> [Problem details]:
Copy every line of the records below, beginning at the line that has "Task: point to every instance of the beige" and stopping after the line that has "[[586, 337], [111, 323], [6, 303]]". In the answers, scale each x and y coordinate by 1.45 and round to a whole number, with halves going up.

Point placement records

---*---

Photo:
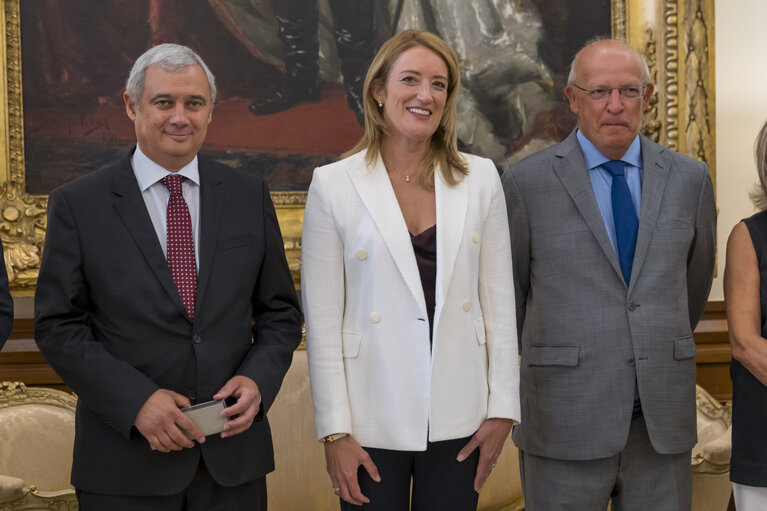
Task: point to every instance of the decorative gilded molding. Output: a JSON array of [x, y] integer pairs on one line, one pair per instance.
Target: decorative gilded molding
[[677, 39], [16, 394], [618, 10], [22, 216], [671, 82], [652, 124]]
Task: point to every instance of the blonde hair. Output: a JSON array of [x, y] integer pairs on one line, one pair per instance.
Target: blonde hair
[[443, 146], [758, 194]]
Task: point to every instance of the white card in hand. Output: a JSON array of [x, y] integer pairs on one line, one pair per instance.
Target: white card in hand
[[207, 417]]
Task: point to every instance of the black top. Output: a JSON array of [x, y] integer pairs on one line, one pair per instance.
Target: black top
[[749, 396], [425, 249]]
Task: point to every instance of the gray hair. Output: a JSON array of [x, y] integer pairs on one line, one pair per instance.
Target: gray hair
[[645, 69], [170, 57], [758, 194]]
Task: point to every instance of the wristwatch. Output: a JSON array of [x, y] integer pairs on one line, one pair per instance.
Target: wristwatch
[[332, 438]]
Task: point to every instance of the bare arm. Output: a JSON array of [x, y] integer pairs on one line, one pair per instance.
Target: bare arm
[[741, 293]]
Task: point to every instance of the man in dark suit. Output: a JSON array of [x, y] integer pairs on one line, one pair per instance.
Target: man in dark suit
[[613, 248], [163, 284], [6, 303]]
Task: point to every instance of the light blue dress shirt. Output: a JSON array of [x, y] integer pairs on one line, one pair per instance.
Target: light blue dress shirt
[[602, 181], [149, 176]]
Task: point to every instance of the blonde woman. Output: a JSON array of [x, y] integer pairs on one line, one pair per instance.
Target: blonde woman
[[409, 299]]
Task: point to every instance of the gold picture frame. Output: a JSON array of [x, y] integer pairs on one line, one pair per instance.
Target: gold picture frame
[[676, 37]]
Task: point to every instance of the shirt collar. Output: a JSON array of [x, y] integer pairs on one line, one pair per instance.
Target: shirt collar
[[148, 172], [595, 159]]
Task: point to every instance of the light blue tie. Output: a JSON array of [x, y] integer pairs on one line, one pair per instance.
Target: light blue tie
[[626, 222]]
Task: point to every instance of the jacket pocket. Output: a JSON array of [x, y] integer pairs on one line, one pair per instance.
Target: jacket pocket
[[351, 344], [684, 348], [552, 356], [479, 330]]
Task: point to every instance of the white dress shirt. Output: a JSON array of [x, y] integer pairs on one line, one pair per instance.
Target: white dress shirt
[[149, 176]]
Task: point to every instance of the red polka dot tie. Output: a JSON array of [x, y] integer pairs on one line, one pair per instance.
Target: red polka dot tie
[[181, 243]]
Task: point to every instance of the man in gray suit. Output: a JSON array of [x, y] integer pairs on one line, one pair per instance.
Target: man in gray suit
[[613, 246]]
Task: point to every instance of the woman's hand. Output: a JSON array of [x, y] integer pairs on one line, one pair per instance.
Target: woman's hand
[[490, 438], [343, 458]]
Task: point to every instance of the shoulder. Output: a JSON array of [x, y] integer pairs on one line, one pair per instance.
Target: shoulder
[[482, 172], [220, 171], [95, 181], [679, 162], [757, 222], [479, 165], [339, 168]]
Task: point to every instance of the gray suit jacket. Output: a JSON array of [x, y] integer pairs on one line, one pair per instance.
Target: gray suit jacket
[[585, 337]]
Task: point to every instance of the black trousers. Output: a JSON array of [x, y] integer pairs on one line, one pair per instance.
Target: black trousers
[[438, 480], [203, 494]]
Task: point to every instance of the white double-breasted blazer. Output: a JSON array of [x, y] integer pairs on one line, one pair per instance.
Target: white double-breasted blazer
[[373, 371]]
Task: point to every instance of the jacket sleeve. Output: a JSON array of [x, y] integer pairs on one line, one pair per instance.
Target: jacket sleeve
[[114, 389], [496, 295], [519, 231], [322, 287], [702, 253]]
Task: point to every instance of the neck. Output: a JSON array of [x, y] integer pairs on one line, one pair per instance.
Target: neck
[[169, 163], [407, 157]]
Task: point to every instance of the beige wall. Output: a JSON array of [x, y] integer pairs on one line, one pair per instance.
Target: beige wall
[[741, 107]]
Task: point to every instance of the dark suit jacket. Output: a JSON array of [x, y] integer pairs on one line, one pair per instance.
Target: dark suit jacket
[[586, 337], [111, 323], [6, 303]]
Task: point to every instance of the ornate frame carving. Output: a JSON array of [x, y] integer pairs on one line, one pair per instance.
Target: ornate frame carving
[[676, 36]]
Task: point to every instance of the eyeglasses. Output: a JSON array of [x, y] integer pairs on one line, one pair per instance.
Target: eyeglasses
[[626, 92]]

---*---

> [Reply to the task]:
Task: point to every instance of the beige wall. Output: a JSON array of [x, y] integer pairs on one line, one pair per instance.
Target: beige wall
[[1074, 155]]
Task: point to every instance of the dark suit jacket. Output: a JSON array of [x, y] integer pairs on one line, one pair per instance.
Target: dark suit jacket
[[850, 489], [161, 468], [9, 439]]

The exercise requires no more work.